** Document passage **

This repository is the code associated with the WAF manuscript titled: "A Machine Learning Tutorial for Operational Meteorology, Part I: Traditional Machine Learning" written by Chase, R. J., Harrison, D. R., Burke, A., Lackmann, G. and McGovern, A. Find the paper here and provide any comments via email to the corresponding author. If you have any issues with the code (bugs or other questions) please leave an issue associated with this repo.

This first paper and repo (of two) covers the traditional supervised machine learning methods (e.g., the sklearn models; if you don't know what that phrase even means thats OK! Check out Section 2 in the paper). We decided to start off with the orginal machine learning methods, before jumping into the more advanced techniques. Part two of this paper series digs into neural networks and deep learning. That paper is under review now, but can be read here. The code for the part 2 paper can be found here.

Meteorological journal articles mentioning or using machine learning is growing rapidly (see figure above or Figure 1 in the paper; Data are derived from Clarivate Web of Science). Since there is such rapid growth and formal instruction of machine learning topics catered for meteorologsts are scarce, this manuscript and code repository were created. The goal is to familiarize meteorologists with the tools of machine learning and accelerate the use of machine learning in meteorological workflows. In order to accomplish these goals, it is imperative that code and a sandbox for readers to play around with exisit.

Beyond just discussing the machine learning topics in an abstract way, we decided to show an end-to-end example of the machine learning pipeline using the The Storm EVent ImagRy (SEVIR) dataset

SEVIR consists of over 10,000 matched storm events measured by satellite (i.e., GOES-16) and radar (i.e., NEXRAD) images. The specific variables are: red channel visible reflectance, mid-tropospheric water vapor channel brightness temperatures, clean infrared channel brightness temperatures, retrieved vertically integrated liquid and GOES Lightning Mapper (GLM) measured lightning flashes. The SEVIR dataset github repo can be found here and a helpful notebook tutorial can be found here. We thank the authors (Mark S. Veillette, Siddharth Samsi and Christopher J. Mattioli) of SEVIR for their efforts and creating a high-quality, open source meteorological dataset primed for machine learning. This dataset will be the centerpiece for both this paper and the next paper in the series.

There are two main ways to interact with the code here.

This is the recommended and the quickest way to get started and only requires a (free) google account. Google Colab is a cloud instance of python that is run from your favorite web browser (although works best in Chrome). If you wish to use these notebooks, navigate to the directory named colab_notebooks.

Once in that directory, select the notebook you would like to run. There will be a button that looks like this once it loads:

Click that button and it will take you to Google Colab where you can run the notebook. Please note it does not save things by default, so if you would like to save your own copy, you will need to go to File -> save a copy in drive

Google colab is awesome for those who do not know how to install python, or just dont have the RAM/HDD locally to do things. You can think of it this way. This notebook is just providing the instructions (i.e., code) to do what you want it to. Meanwhile the data and physical computer are on some Google machine somewhere, which will execute the code in the notebook. By default this google owned machine will have 12 GB of RAM and about 100 GB of HDD (i.e. storage).

** Given information **
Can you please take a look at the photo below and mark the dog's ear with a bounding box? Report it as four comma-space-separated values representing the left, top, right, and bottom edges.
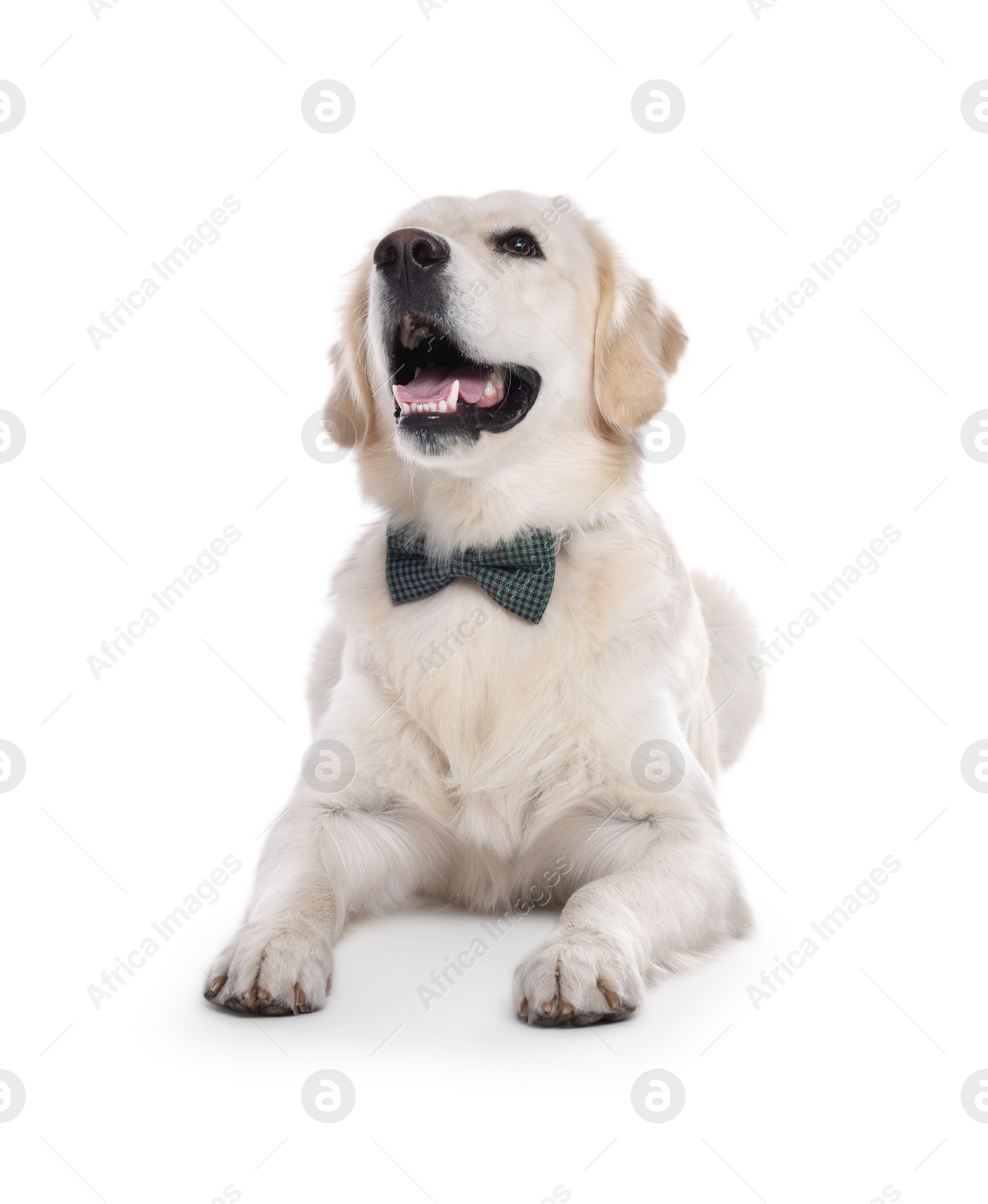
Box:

** Given exercise A **
Using the repository description, explain in one to three sentences why the manuscript and its code repository were created.
** Given exercise B **
According to the repository description, how much RAM does the Google-owned machine behind a Colab notebook have by default?
** Given exercise C **
From the repository description, output the passage that begins at the words "Google colab is awesome" and stops after "HDD (i.e. storage).".

** Finished answer A **
The number of meteorological journal articles that mention or use machine learning is growing rapidly, and formal instruction in machine learning aimed at meteorologists is scarce. The manuscript and repository were made to familiarize meteorologists with machine learning tools and to speed up the use of machine learning in meteorological workflows.

** Finished answer B **
12 GB of RAM.

** Finished answer C **
Google colab is awesome for those who do not know how to install python, or just dont have the RAM/HDD locally to do things. You can think of it this way. This notebook is just providing the instructions (i.e., code) to do what you want it to. Meanwhile the data and physical computer are on some Google machine somewhere, which will execute the code in the notebook. By default this google owned machine will have 12 GB of RAM and about 100 GB of HDD (i.e. storage).